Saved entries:
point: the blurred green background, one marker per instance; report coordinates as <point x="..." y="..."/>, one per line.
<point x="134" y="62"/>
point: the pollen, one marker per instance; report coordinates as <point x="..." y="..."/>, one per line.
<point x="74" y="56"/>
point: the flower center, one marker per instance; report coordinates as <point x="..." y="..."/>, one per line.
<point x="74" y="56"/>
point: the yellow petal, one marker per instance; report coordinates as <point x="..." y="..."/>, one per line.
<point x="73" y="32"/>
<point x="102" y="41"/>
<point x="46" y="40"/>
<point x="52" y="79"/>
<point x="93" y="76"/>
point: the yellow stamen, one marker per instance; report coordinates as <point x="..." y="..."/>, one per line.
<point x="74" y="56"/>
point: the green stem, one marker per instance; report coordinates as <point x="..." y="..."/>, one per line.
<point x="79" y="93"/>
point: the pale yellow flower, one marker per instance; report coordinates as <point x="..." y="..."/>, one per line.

=== PROBLEM REQUIREMENTS ===
The response must restate every entry word for word.

=== WRITTEN ANSWER ===
point: the blurred green background, one marker per instance; report coordinates as <point x="..." y="..."/>, one per line.
<point x="134" y="62"/>
point: the pollen, one marker per instance; report coordinates as <point x="..." y="..."/>, one per line.
<point x="74" y="56"/>
point: the flower center, one marker per instance; report coordinates as <point x="..." y="..."/>, one per line.
<point x="74" y="56"/>
point: the yellow petal, one marker per instance; report coordinates as <point x="..." y="..."/>, one per line.
<point x="73" y="32"/>
<point x="102" y="41"/>
<point x="46" y="40"/>
<point x="52" y="79"/>
<point x="93" y="76"/>
point: the yellow stamen, one marker per instance; report coordinates as <point x="..." y="..."/>, one per line.
<point x="74" y="56"/>
point: the green stem, one marker per instance; report coordinates as <point x="..." y="..."/>, one per line.
<point x="79" y="93"/>
point: the pale yellow flower, one marker per instance; report coordinates as <point x="..." y="..."/>, one per line.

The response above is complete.